Aufgabenstellung: Setzen Sie die Forendiskussion zum Gratisangebot von Obduction auf GOG im Anschluss an ihre letzte Zeile fort.

Forendiskussion:
<<<<
# Obduction auf GOG für umsonst - Angebot abgelaufen.



## Maverick3k (30. Mai 2019)

*Obduction auf GOG für umsonst - Angebot abgelaufen.*

Hi,

zur Abwechslung gibt es mal wieder ein DRM-freies Spiel zum abstauben: Obduction.


Copy+Paste von GOG:



> Um Obduction ® kostenlos zu erhalten, besucht man die  GOG.COM-Startseite, scrollt nach unten und klickt auf die Schaltfläche  auf dem Werbebanner, um das Spiel zur Bibliothek hinzuzufügen.
> _Das Giveaway endet am 1. Juni 2019, 23.59 Uhr MEZ._


----------



## cPT_cAPSLOCK (30. Mai 2019)
>>>>
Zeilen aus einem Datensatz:
<<<<
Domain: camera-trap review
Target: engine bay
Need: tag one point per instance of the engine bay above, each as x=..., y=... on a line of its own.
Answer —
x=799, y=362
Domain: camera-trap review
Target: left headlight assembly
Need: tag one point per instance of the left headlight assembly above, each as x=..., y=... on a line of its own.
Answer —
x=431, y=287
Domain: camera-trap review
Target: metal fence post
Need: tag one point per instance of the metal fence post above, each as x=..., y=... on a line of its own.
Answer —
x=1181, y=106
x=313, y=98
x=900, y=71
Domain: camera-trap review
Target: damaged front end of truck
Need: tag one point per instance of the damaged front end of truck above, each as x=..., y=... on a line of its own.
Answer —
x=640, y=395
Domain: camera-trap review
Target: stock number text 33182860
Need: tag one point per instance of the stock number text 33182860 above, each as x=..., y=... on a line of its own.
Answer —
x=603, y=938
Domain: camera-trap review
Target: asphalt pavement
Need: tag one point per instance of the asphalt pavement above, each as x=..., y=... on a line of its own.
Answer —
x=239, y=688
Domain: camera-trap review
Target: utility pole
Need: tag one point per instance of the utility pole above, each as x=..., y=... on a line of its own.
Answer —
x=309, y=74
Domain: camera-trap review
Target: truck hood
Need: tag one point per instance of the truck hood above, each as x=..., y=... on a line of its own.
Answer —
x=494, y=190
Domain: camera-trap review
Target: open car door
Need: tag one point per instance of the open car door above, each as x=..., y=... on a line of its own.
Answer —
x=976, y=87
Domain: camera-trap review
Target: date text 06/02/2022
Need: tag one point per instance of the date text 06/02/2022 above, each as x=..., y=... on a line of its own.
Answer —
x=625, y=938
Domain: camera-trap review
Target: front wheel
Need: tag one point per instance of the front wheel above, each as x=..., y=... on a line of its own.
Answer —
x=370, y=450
>>>>
Lösung der Aufgabe:
*AW: Obduction auf GOG für umsonst*

Danke für den Hinweis!
DRM-freie Spiele für umsonst - da lacht das Herz. (Speziell, wenn man aus Schwaben kommt. Bitte hasst mich nicht.)
gRU?; cAPS


----------



## Maverick3k (1. Juni 2019)

*AW: Obduction auf GOG für umsonst*

Aktion abgelaufen.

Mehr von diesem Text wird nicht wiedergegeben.